Что сделать:
1) Продублируйте из отрывка из дневника всё, от «Тяжелая, точно в» и вниз до «же только порошатся.» включительно.
2) Подхватите, пожалуйста, отрывок из дневника и продолжите его сразу после последней фразы.

Отрывок из дневника:
◇ ◇ ◇
Тяжелая, точно в тисках, голова. Пробую заняться «Щелкунчиком», но ничего не выходит. Слишком много всяких побочных идей и трюков (уж у меня «заходила» и печь, и часы, и шкаф с игрушками), а вот чего-нибудь цельного, ясного, простого, «очевидного» и, словом, вдохновенного нет. Хоть отказывайся!
Погода ясная, но холодно, деревья распустились вполне, только на правом берегу Мойки, в садах, они же только порошатся.
И вот работать бы, имея в виду уйму самых соблазнительных тем, но я так весь осел, ослаб, раскис, что и думать об этом не приходится.
◇ ◇ ◇
Исходные данные:
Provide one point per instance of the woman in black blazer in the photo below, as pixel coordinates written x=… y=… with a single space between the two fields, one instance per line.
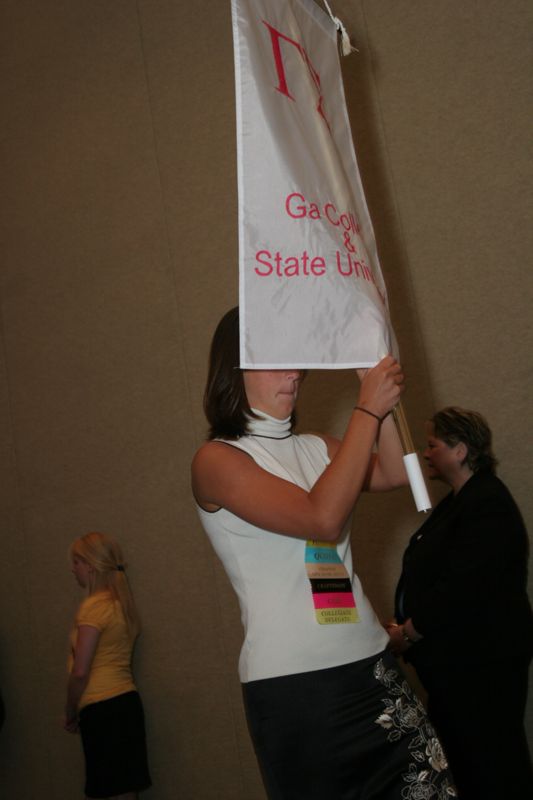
◇ ◇ ◇
Ответы:
1)
Тяжелая, точно в тисках, голова. Пробую заняться «Щелкунчиком», но ничего не выходит. Слишком много всяких побочных идей и трюков (уж у меня «заходила» и печь, и часы, и шкаф с игрушками), а вот чего-нибудь цельного, ясного, простого, «очевидного» и, словом, вдохновенного нет. Хоть отказывайся!
Погода ясная, но холодно, деревья распустились вполне, только на правом берегу Мойки, в садах, они же только порошатся.

2)
Иду в контору, теперь за жалованьем. За три полмесяца Художественного совета в Александринке 195x3=585 и за три же полмесяца по Мариинскому театру (балетному совету, на котором я ни разу не был, но, правда, один раз, когда был на «предварительном» собрании, я им дал программу всего будущего года) 360x3 = 1080. Это оказалось больше, чем я рассчитывал. Итак, у меня в запасе вместе с 1300, полученного в виде «золотого дождя», снова более 6000, и в расходной книге положено 2000, из которых 1000 я предполагал Коке ввиду его безденежья, но он предпочел что-то продать из своего скарба. Увы, в конторе я снова попал в лапы Осокиной и Пугачевой и Воронова и, наконец, аполитично оскорбленного, что ему ничего не досталось из АРА, Сокова. Вид у него такой изможденный и жалкий (в два года он совершенно изменился), и мне стало так жалко, что я постараюсь ему припасти один из пакетов clothing.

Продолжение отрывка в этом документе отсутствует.